## READING PASSAGE
Thursday, September 29, 2011

Bradbury, Huxley, Fitzgerald and the Automobile

Writing for DC Streets Blog, Anne Lutz Fernandez discusses early- and mid-twentieth century literary uses of the car. Her reference points include Bradbury's prescient view of fast-car culture in Fahrenheit 451, as well as Huxley's satirical view of Henry Ford in Brave New World. F.Scott Fitzgerald (pictured left!) also gets a mention.

The blog post is here, and I see that Fernandez also has a book exploring these themes in more depth, Carjacked.

Monday, September 19, 2011

Short Film Win

Chris Charles' short film The Small Assassin, based on the Bradbury story of the same name, has won an award at a film festival in Illinois. It picked up a $1000 first prize at the Elgin Film Festival. The full story is here.

You can read my 2008 review of the film here, although it's possible that the version in the festival is a different edit of the film. Although the film has been in existence for a few years, it's only this year that it has had its official world premiere, and has been touring the festival circuit to some great success.

You can view the press kit for the film here, and find out more about the makers (working under the company name of Beverly Ridge Pictures) here.

## EXERCISE REQUIREMENTS
• a. Rewrite the Bradbury blog posts between "Bradbury, Huxley, Fitzgerald" and "story is here.", inclusive, putting "mocking" in place of "satirical".
• b. Carry on the Bradbury blog posts with new writing that follows their last sentence.

## INFORMATION SUPPLIED
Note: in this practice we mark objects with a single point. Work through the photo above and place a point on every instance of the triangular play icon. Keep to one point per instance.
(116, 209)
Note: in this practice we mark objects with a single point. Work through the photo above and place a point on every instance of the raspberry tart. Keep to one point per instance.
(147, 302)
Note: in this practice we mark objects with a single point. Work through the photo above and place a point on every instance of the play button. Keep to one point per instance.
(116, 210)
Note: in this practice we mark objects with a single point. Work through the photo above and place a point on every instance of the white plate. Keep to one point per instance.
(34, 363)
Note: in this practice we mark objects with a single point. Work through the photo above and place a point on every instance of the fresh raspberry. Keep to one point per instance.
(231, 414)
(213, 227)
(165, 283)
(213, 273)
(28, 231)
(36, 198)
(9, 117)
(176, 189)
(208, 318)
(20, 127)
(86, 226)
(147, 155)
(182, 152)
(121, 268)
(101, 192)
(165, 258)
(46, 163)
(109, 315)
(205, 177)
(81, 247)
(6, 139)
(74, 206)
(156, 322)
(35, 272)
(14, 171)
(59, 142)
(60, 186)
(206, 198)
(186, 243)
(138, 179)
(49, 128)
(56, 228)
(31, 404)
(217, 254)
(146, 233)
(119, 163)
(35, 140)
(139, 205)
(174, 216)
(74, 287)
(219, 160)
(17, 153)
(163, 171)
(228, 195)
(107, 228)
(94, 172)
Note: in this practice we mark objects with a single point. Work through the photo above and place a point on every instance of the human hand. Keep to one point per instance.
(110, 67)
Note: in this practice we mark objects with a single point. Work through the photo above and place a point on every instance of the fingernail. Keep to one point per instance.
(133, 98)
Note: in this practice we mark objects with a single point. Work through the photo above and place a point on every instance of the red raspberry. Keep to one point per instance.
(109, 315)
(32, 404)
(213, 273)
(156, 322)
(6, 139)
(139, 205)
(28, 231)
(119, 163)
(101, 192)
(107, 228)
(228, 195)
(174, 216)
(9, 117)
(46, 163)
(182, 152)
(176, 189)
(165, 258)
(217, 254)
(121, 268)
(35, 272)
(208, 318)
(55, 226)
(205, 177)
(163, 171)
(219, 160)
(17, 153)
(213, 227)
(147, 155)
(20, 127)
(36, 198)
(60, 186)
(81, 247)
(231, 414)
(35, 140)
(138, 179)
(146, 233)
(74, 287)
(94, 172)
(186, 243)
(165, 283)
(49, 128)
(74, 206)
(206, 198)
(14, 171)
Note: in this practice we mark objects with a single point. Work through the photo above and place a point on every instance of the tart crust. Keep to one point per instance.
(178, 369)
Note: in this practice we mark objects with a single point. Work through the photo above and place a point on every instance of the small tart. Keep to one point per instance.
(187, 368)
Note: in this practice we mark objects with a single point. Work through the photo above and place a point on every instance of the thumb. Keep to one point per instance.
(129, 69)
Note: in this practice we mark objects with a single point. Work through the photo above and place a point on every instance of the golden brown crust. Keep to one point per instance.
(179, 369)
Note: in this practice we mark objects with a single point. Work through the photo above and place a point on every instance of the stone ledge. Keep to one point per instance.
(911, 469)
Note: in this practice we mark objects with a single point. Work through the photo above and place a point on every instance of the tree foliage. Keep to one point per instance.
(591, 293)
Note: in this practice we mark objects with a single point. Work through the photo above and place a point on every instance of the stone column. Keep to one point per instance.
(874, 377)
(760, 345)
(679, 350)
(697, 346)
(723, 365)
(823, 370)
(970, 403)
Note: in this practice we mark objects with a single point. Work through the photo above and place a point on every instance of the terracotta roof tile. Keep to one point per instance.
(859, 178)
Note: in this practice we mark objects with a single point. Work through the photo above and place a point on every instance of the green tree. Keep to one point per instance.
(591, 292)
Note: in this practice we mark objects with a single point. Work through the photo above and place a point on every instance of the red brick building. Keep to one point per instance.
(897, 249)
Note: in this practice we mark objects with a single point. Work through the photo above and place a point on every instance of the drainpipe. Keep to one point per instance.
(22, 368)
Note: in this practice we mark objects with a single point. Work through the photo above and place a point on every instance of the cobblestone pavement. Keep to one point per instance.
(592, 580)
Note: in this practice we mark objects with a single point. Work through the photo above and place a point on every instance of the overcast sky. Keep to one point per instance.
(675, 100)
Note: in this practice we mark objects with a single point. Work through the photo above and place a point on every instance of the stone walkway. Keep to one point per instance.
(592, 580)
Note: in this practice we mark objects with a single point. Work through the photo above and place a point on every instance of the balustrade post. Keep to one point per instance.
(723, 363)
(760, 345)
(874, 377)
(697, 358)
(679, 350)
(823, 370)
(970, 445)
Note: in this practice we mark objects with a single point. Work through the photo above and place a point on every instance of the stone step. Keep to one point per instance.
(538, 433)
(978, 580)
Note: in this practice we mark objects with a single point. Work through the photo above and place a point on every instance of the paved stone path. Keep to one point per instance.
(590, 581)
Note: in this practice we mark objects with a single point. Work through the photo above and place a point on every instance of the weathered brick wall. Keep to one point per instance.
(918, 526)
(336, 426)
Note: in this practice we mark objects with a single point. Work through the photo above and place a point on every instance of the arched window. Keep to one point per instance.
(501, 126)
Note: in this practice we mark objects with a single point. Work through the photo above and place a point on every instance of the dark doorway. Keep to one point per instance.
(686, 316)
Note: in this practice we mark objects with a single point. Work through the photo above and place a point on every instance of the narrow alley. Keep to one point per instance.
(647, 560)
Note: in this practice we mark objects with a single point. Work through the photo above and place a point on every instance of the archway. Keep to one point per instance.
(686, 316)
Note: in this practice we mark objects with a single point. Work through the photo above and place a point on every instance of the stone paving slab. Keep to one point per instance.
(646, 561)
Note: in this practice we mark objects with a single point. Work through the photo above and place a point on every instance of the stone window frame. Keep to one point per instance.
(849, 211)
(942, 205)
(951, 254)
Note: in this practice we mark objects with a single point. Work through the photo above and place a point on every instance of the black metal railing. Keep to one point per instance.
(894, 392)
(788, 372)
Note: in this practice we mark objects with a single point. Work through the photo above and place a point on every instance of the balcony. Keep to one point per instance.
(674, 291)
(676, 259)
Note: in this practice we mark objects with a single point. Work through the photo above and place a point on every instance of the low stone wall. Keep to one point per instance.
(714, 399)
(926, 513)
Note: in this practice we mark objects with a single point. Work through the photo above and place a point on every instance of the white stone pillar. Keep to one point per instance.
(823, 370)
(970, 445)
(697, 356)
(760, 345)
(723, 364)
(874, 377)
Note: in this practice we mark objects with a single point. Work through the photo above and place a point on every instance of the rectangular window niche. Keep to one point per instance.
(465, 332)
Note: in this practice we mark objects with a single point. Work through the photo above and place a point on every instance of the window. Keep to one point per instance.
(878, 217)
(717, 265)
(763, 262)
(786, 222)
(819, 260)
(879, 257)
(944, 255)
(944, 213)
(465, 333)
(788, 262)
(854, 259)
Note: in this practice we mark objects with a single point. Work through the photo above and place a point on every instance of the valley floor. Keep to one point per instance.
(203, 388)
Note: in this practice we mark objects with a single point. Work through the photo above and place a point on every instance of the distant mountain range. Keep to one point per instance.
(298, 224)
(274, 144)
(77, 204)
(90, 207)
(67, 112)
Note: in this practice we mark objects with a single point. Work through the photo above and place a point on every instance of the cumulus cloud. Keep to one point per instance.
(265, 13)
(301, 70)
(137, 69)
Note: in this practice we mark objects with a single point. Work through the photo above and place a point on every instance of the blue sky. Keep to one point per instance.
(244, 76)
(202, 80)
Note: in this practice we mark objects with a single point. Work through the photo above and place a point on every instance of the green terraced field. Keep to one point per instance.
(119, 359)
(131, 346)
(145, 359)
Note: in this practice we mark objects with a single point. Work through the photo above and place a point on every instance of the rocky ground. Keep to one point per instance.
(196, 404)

## WRITTEN ANSWERS
• a.
Bradbury, Huxley, Fitzgerald and the Automobile

Writing for DC Streets Blog, Anne Lutz Fernandez discusses early- and mid-twentieth century literary uses of the car. Her reference points include Bradbury's prescient view of fast-car culture in Fahrenheit 451, as well as Huxley's mocking view of Henry Ford in Brave New World. F.Scott Fitzgerald (pictured left!) also gets a mention.

The blog post is here, and I see that Fernandez also has a book exploring these themes in more depth, Carjacked.

Monday, September 19, 2011

Short Film Win

Chris Charles' short film The Small Assassin, based on the Bradbury story of the same name, has won an award at a film festival in Illinois. It picked up a $1000 first prize at the Elgin Film Festival. The full story is here.

• b.
Friday, September 16, 2011

A.E. Van Vogt invented the term "fix-up" to describe a novel made up out of previously published short stories. It was a practice he indulged in himself, quite understandably: for writers who made a meagre living by penning short stories for pulp magazines, it was an efficient and rewarding way of keeping their work out there in hardcover or paperback.

The term is often applied to a number of Bradbury's works, including The Martian Chronicles and Green Shadow, White Whale.

It has been suggested to me that the term is sometimes less than helpful, particularly if it obscures the creative work involved in the "fixing-up" process. Certainly The Martian Chronicles is more than the sum of its parts. The stitching of that particular patchwork quilt of a novel is not utilitarian, but is an important part of the overall weave. To mix a metpahor or two.

Author Michael Swanwick has, I discover, blogged at length about the use of the term - and the abuse of the term. He says it all much better than me, with plenty of examples.

Tuesday, September 13, 2011

F451 on Stage Again

A new stage production of Fahrenheit 451 is on in Bethesda, Maryland until 9 October. Not somewhere I've ever been...

Information about the production is here.

And here's the trailer!

Saturday, September 10, 2011

Bits and Pieces

I've been away from the blog for a while due to pressure of work, but here's a few Bradbury-related items that have been floating around the web.

Waukegan, Illinois, is about to host this years Ray Bradbury Storytelling Festival. This is an annual event held in the Genesee Theatre in Bradbury's hometown. Tickets go on sale on 16 September.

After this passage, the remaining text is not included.